Methods of the Study

  • The study originated as an investigation of social class identity in political understanding.
  • Wisconsin was chosen for its economic heterogeneity, likely providing a variety of perceptions of social class.
  • The prominence of rural consciousness emerged during fieldwork.
  • Sites were selected using a stratified purposeful approach, categorizing Wisconsin counties into eight regions based on various factors.
  • Municipalities within each region were chosen purposefully and randomly for additional variation.
  • Groups were identified through University of Wisconsin Extension educators and local newspaper editors.
  • The suggested groups met regularly and informally in gathering places.
  • The researcher spent time with multiple groups in each municipality for socioeconomic and gender variation.
  • Each group was visited between one and five times from May 2007 to May 2011.
  • Pseudonyms are used to protect the participants' confidentiality, and communities are not identified by name (except for Madison and Milwaukee).
  • Access was gained by greeting members, explaining the researcher's role and purpose, and asking for permission to record conversations.
  • Participants were given tokens of appreciation.
  • The initial question was, "What are the big concerns for people in this community?"

## Record extracts:
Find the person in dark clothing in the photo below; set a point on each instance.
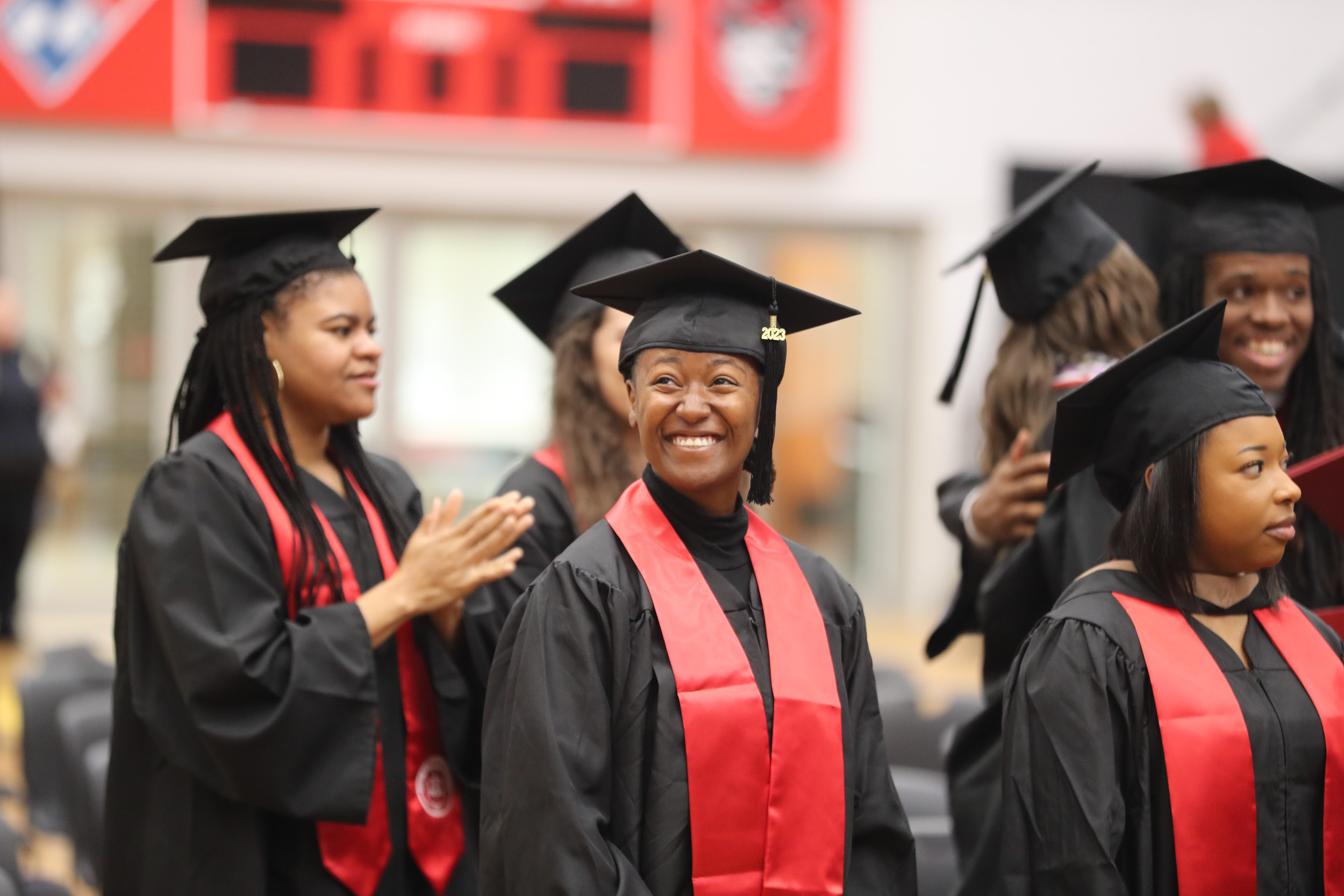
(23, 457)
(683, 701)
(593, 454)
(1176, 722)
(1249, 238)
(1080, 300)
(292, 714)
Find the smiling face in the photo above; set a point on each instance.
(697, 413)
(1269, 312)
(1245, 497)
(324, 343)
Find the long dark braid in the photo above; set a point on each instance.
(1313, 420)
(229, 370)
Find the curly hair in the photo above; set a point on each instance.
(1112, 311)
(589, 433)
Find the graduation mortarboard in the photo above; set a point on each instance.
(702, 303)
(1259, 206)
(254, 256)
(1049, 245)
(625, 235)
(1149, 404)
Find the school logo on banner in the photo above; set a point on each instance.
(52, 46)
(765, 50)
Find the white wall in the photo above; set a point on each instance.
(944, 97)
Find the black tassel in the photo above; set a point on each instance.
(950, 386)
(761, 461)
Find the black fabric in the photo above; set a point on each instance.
(235, 728)
(624, 237)
(254, 256)
(1140, 410)
(1086, 805)
(585, 792)
(700, 303)
(1070, 537)
(1259, 206)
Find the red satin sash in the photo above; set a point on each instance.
(552, 458)
(1214, 802)
(765, 819)
(356, 855)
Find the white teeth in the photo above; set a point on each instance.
(1268, 347)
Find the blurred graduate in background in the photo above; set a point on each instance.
(291, 714)
(683, 701)
(593, 453)
(1176, 723)
(1249, 238)
(1080, 299)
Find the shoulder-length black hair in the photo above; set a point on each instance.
(1312, 418)
(229, 370)
(1159, 528)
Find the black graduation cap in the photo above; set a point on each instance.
(1049, 245)
(1151, 402)
(702, 303)
(625, 235)
(252, 256)
(1259, 206)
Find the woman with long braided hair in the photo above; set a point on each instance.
(1249, 238)
(292, 712)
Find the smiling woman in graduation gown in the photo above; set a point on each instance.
(593, 454)
(289, 712)
(1249, 237)
(684, 700)
(1176, 725)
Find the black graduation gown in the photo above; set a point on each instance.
(235, 728)
(584, 787)
(553, 531)
(1086, 806)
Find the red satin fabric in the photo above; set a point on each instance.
(552, 458)
(1321, 673)
(356, 855)
(1214, 802)
(764, 819)
(1209, 755)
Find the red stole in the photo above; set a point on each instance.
(356, 855)
(552, 458)
(1209, 750)
(765, 819)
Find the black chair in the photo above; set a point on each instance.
(62, 675)
(85, 720)
(924, 795)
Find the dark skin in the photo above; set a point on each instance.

## Exercise instructions:
- 1) According to the methods summary, over what period were the groups visited?
- 2) In the listing, scale the portion from the line with "Find the black fabric" to the line with "(1080, 299)", both included: reproduce every line in that range, requests as well, with each point coordinate multiplied by 2.55 and rounded to a whole number, halves rounded up. Return only those lines.
The listing is unrelated to the methods summary.

## Full answers:
- 1) From May 2007 to May 2011.

- 2)
Find the black fabric in the photo above; set a point on each instance.
(599, 1856)
(1591, 604)
(648, 653)
(2907, 1046)
(2769, 2053)
(1492, 2020)
(1785, 773)
(2729, 1369)
(3210, 525)
Find the red satin sash in the photo above; set a point on each instance.
(1408, 1168)
(3096, 2045)
(1951, 2088)
(908, 2180)
Find the white teeth in the photo above; set a point on each instance.
(3233, 885)
Find the blurred graduate in background in the photo above; set a point on each instance.
(742, 1821)
(1742, 1788)
(1512, 1155)
(2999, 1844)
(3185, 607)
(2754, 762)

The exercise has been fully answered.